### SELECTED EXTRACT
★ ★ ★ ★ ★
# ahhhh the ever popular poodle mix



## ItzaClip (Dec 1, 2010)

I am attemptingmy first pic upload so bear with me. This is pepper a golden/poodle mix( i refuse to use the designer nickname, other wise my rotti/lab/husky mix would be called a Rottidor....labaweiler?)he is very big 30 " shoulder, and thick and has crazy dense coat with an under coat that sheds...they dont want a poodle look, which is fine since he has a very golden body. 

please let me know if this works!!!! and what you think of the groom too, personally i am going to change his face, it is very thick set and easy to make a little too big. ....


----------



## Winnow (Jan 2, 2010)

Looking good. But he looks like a poodle with that face in my opinion 
Beautiful groom job


----------



## WonderPup (Oct 26, 2008)

fabulous with the breed names for your dog! Love it. 

Lovin' this groom to though to be honest with his he looks very poodle like to me. If I saw him walking down the street I wouldn't even assume he was a mix, just a big huge standard. That said the owners probably don't know the different so if they like it and you like it I'd leave the shape as is and shorten the muzzle area which if I'm reading correctly you're planning to do anyhow. 

Whenever I do a clip like this a doo, as I call them in my appointment book lol, I do a longer style almost bichon like face that isn't rounded. People always jump to the 'that's a X-Doodle" which is usually what he owners want 

Oh and just have to say nicely scissored  I like the shape you got, well done.


----------



## ItzaClip (Dec 1, 2010)
★ ★ ★ ★ ★
### REQUIREMENT 1
Reproduce the part of the poodle mix thread from "I am attemptingmy" to "(Jan 2, 2010)".
### REQUIREMENT 2
Pick up the poodle mix thread after its last line and keep it going.
★ ★ ★ ★ ★
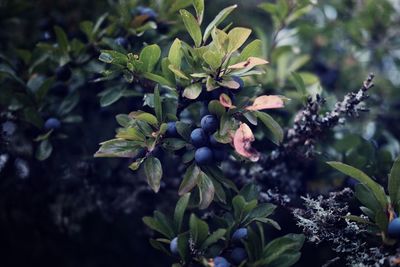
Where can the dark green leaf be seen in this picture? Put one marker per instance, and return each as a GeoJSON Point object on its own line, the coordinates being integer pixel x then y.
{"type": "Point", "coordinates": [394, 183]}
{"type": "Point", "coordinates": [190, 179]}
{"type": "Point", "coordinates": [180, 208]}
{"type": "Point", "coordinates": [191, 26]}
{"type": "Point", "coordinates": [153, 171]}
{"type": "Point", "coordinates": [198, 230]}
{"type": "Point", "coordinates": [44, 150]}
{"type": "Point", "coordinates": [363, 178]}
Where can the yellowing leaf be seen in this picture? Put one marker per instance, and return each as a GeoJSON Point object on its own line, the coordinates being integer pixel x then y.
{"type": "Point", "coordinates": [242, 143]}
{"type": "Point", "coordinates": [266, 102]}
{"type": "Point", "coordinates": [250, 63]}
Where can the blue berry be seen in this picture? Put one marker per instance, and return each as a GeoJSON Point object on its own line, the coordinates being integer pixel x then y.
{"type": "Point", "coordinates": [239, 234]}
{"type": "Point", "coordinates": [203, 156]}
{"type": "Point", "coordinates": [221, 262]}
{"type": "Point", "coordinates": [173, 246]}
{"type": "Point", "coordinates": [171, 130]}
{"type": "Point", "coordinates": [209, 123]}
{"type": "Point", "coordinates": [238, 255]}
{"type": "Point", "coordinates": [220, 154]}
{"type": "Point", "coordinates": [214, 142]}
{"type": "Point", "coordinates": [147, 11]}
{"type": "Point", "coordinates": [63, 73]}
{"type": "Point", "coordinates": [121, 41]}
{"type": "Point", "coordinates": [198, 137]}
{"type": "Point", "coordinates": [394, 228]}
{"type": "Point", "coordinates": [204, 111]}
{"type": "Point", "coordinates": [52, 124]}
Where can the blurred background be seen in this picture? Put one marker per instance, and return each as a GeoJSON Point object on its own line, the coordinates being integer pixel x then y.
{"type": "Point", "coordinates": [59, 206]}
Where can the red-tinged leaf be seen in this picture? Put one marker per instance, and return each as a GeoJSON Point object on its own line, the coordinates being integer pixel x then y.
★ ★ ★ ★ ★
### EXERCISE RESPONSE 1
I am attemptingmy first pic upload so bear with me. This is pepper a golden/poodle mix( i refuse to use the designer nickname, other wise my rotti/lab/husky mix would be called a Rottidor....labaweiler?)he is very big 30 " shoulder, and thick and has crazy dense coat with an under coat that sheds...they dont want a poodle look, which is fine since he has a very golden body. 

please let me know if this works!!!! and what you think of the groom too, personally i am going to change his face, it is very thick set and easy to make a little too big. ....


----------



## Winnow (Jan 2, 2010)

### EXERCISE RESPONSE 2
"Whenever I do a clip like this a doo, as I call them in my appointment book lol, I do a longer style almost bichon like face that isn't rounded. People always jump to the 'that's a X-Doodle" which is usually what he owners want " quote from wonderpup

would love to see pic of what you mean, and thanks for feedback, we have a heck of a lot of chop shops here and so I can get stuck in a rut without feedback from someone who can actually groom. thanks.


----------



## ItzaClip (Dec 1, 2010)

Winnow said:


> Looking good. But he looks like a poodle with that face in my opinion
> Beautiful groom job


around here a poodle look is thought of(by general public) as clean face/clean feet, and thats what they meant, plus they also did not want the long ears, or "poof" on his tail. I agree with you, and chuckle inwardly, but they come every 6 weeks and tip well, so we do what they want. thanks


----------



## WonderPup (Oct 26, 2008)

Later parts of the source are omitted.